Reproduce the lines from the one containing "Where can the concrete walkway" through the end of the lines, swapping "mulch bed" for "flower bed" and changing nothing else; leave the pictures out.

----

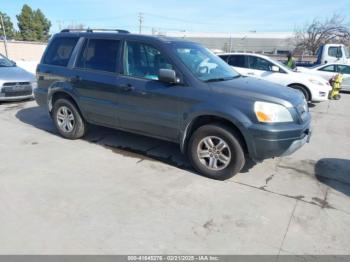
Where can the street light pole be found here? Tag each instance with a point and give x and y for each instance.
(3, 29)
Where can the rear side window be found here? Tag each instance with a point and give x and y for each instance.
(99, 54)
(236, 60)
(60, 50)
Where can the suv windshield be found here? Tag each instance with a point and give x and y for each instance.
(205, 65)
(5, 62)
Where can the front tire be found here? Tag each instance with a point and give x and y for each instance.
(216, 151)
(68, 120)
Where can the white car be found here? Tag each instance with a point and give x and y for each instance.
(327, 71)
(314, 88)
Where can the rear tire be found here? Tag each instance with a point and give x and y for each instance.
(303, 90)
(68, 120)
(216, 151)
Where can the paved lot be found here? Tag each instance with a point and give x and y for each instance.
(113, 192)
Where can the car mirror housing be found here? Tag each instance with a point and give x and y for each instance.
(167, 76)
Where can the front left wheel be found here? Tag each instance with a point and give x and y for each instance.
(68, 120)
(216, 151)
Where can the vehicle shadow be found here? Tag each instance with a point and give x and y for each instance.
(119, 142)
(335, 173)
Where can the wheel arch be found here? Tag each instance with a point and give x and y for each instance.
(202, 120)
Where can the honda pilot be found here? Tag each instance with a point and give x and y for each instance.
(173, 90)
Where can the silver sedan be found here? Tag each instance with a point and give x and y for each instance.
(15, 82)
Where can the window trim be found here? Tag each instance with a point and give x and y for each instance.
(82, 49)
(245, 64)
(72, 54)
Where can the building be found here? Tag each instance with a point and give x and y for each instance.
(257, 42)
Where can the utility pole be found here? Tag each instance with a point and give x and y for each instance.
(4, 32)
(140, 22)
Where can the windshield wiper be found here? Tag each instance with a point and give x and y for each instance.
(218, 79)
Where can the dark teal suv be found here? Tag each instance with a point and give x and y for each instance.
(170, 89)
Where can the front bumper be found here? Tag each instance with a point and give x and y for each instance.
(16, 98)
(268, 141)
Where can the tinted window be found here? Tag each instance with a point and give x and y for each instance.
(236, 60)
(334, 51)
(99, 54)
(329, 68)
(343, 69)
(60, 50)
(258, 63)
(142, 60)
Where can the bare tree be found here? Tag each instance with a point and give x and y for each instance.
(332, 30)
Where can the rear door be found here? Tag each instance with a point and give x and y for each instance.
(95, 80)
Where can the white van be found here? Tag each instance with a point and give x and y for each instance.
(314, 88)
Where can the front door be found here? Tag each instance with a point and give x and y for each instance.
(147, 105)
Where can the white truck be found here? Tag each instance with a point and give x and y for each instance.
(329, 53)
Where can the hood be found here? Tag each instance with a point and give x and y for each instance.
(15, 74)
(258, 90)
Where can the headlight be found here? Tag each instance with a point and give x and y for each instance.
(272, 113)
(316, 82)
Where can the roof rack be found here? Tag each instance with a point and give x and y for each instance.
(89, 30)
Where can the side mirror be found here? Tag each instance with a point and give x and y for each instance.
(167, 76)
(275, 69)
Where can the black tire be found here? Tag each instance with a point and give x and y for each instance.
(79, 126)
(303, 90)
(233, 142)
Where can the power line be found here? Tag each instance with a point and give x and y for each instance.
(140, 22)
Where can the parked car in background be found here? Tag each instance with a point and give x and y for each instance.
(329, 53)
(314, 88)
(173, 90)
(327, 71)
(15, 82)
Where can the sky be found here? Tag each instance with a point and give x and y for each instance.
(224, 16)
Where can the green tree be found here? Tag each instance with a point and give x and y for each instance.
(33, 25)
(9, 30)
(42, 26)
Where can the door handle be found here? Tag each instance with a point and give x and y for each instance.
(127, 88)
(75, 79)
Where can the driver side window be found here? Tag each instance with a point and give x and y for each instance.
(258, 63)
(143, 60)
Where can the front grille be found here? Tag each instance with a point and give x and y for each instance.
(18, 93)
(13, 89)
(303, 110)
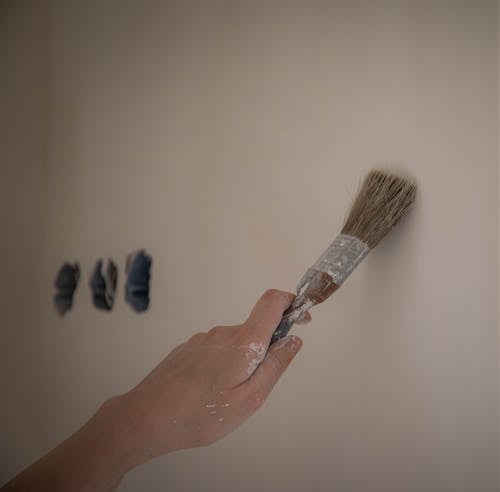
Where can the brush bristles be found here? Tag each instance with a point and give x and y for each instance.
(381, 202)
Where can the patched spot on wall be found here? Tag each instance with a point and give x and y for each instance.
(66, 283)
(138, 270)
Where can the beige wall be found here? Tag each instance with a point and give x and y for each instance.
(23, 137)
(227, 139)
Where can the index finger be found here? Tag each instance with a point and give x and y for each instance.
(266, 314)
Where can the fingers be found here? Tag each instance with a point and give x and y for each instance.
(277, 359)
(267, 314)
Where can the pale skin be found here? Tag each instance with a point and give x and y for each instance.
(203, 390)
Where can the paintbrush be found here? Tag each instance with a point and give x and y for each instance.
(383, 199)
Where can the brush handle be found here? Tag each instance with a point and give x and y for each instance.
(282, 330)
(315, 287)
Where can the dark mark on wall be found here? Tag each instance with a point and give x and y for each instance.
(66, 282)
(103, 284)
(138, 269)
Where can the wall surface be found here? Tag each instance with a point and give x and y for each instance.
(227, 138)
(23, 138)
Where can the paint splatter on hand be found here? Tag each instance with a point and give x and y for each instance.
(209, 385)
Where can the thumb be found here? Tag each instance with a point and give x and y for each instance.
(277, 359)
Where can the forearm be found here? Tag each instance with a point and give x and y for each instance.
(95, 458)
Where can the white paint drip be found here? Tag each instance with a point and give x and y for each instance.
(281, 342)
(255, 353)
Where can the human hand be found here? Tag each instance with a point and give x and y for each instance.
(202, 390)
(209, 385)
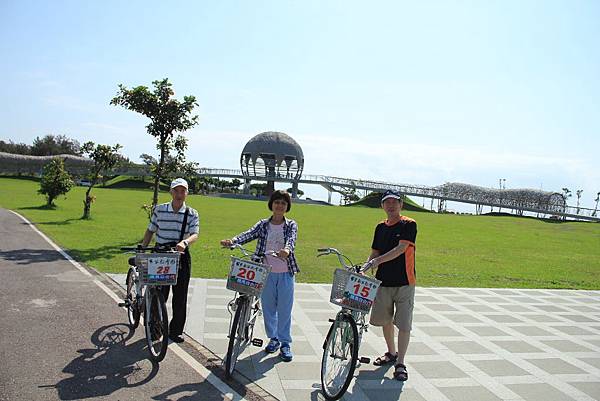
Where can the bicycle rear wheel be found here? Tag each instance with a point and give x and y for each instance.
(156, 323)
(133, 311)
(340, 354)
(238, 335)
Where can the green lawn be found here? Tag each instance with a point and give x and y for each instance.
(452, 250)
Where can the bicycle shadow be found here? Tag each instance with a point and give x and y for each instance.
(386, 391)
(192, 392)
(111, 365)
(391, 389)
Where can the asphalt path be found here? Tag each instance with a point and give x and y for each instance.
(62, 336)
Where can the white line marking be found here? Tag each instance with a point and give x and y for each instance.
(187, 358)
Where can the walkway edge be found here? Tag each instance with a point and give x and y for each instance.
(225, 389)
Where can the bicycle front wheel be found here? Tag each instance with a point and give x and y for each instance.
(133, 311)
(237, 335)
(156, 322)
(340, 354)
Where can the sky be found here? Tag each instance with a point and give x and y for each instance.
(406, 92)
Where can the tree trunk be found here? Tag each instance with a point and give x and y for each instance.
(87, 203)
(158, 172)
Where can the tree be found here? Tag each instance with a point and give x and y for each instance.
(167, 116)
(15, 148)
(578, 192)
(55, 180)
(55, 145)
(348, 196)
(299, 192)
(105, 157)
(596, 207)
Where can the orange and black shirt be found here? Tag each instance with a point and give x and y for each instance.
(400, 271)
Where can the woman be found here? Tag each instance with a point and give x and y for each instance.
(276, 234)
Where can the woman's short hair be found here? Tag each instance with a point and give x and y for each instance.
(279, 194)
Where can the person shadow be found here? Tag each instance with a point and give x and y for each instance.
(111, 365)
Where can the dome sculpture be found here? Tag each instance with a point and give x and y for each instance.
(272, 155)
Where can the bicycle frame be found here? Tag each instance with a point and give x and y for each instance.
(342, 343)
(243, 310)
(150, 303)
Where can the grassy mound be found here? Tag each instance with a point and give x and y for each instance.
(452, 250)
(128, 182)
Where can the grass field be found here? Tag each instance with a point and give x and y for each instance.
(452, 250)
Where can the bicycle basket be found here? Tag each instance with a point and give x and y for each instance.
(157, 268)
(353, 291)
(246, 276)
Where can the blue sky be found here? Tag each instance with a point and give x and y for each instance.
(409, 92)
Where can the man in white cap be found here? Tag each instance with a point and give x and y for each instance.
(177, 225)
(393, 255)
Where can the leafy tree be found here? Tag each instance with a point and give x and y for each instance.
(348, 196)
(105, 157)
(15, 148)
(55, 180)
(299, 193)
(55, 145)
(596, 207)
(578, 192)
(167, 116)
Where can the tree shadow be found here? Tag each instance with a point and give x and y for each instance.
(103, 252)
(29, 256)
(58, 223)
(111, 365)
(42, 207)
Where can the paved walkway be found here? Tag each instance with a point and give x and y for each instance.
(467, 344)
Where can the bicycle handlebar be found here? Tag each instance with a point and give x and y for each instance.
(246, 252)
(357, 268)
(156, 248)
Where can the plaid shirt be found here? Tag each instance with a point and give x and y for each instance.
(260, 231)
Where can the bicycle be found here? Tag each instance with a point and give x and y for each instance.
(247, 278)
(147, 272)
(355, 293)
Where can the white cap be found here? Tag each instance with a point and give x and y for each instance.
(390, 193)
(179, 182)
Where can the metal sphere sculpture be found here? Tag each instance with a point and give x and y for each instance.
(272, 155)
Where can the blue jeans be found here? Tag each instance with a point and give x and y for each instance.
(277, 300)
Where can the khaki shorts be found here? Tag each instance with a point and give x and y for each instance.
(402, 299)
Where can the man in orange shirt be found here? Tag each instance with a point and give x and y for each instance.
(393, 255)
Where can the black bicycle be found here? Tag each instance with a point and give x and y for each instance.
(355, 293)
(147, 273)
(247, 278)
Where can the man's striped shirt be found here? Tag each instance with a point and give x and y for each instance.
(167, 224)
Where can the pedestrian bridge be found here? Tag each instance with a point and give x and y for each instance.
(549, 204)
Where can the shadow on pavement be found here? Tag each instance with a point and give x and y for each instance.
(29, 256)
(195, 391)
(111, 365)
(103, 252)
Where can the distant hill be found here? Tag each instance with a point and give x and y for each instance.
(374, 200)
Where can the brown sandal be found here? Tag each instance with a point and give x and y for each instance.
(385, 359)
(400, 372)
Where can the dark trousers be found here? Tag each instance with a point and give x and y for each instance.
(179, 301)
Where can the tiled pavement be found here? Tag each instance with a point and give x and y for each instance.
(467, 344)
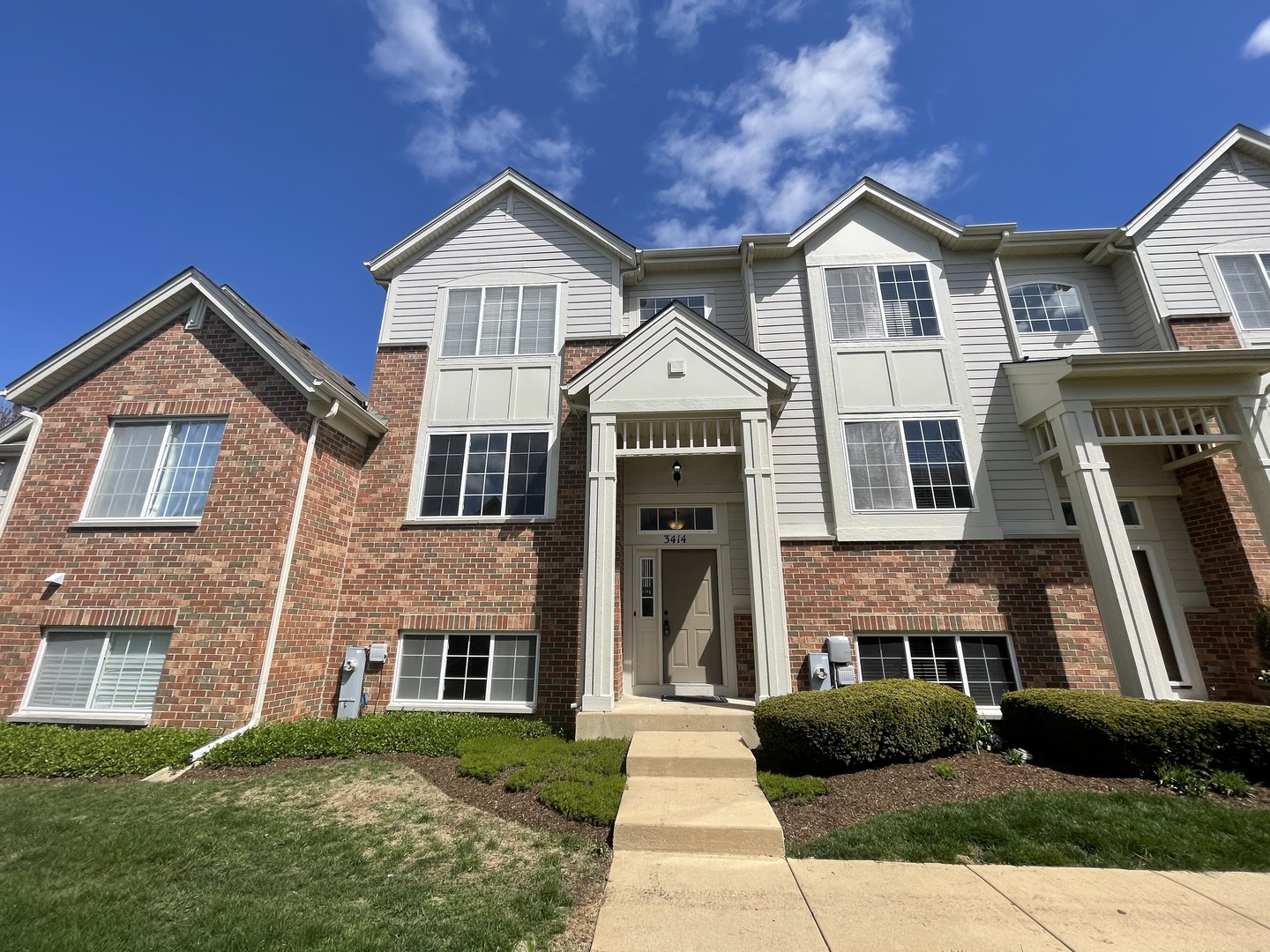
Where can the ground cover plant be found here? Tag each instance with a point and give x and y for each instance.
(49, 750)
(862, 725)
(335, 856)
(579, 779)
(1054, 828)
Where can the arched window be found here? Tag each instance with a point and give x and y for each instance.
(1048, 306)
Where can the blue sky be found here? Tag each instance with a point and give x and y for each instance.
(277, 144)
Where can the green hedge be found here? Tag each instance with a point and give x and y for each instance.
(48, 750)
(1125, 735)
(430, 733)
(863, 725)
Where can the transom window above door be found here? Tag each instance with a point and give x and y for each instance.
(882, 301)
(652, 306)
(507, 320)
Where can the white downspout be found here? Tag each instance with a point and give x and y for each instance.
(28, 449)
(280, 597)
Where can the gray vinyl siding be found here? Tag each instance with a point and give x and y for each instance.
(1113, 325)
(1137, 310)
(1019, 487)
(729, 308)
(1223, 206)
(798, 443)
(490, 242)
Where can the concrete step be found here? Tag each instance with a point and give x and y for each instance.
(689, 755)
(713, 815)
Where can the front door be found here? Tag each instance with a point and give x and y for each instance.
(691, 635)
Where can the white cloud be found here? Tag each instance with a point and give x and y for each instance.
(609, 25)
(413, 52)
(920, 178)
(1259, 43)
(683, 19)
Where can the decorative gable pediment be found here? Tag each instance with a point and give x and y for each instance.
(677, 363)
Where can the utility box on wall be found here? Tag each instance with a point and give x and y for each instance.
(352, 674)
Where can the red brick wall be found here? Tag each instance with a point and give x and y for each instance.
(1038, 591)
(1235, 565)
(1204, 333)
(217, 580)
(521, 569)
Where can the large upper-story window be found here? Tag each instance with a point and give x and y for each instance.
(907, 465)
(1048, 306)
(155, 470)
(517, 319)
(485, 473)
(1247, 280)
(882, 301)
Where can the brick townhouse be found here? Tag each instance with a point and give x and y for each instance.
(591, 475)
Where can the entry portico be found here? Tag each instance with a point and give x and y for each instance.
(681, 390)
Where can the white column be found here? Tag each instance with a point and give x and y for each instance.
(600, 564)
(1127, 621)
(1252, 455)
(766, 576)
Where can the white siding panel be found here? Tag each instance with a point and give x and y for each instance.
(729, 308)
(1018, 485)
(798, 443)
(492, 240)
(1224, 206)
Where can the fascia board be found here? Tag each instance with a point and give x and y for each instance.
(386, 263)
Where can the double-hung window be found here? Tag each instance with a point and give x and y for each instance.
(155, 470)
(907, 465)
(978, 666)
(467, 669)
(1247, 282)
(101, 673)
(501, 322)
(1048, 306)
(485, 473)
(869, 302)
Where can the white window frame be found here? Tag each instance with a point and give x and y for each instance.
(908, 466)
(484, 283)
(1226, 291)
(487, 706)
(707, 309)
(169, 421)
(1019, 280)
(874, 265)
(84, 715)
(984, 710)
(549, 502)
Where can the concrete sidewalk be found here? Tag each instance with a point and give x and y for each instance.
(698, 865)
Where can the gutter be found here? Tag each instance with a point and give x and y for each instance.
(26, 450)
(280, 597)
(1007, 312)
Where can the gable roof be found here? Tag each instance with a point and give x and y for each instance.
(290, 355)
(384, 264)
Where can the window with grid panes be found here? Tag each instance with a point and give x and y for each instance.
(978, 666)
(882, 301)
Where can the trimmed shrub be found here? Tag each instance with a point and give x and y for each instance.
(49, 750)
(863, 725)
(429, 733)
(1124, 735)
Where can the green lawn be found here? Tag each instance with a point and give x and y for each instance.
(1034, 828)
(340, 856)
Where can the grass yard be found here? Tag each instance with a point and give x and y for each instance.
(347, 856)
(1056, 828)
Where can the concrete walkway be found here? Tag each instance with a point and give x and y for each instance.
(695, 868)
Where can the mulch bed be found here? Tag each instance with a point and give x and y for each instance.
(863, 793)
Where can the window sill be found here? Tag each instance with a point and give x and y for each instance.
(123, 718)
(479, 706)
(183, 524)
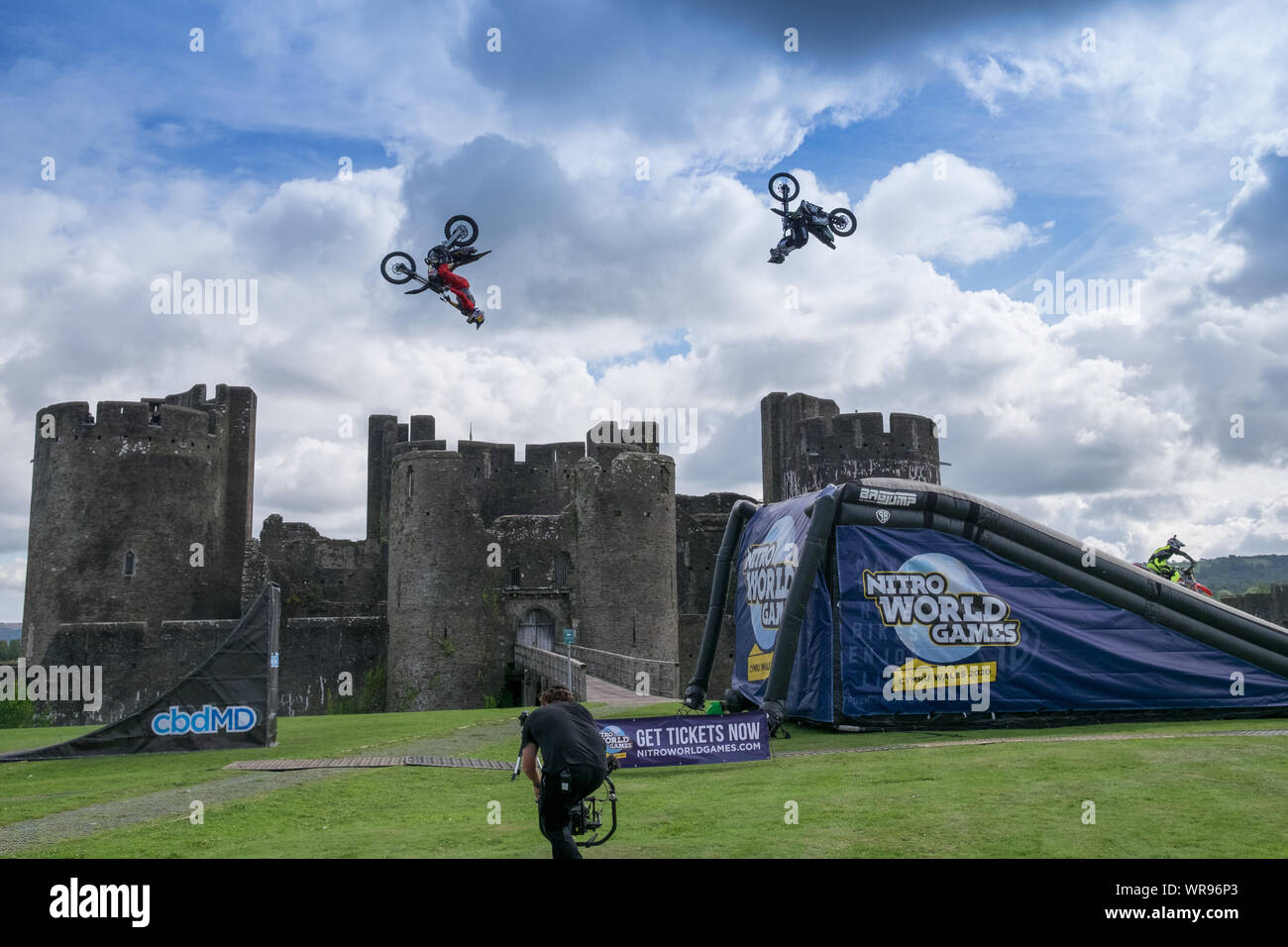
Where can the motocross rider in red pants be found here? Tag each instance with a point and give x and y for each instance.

----

TASK RESPONSE
Where can the concrete walkway be found here? Tag each instance with a point and give x and y for each instance.
(695, 868)
Where can the flower bed be found here? Tag each instance with a point and give x and y for each instance.
(863, 793)
Where can the window sill be found here? Tag each instance with a point and give x and y for each instance.
(123, 718)
(479, 706)
(183, 524)
Where can the motocross rider in red pants be found here? Tag each instance with a point and give x and y for each instance.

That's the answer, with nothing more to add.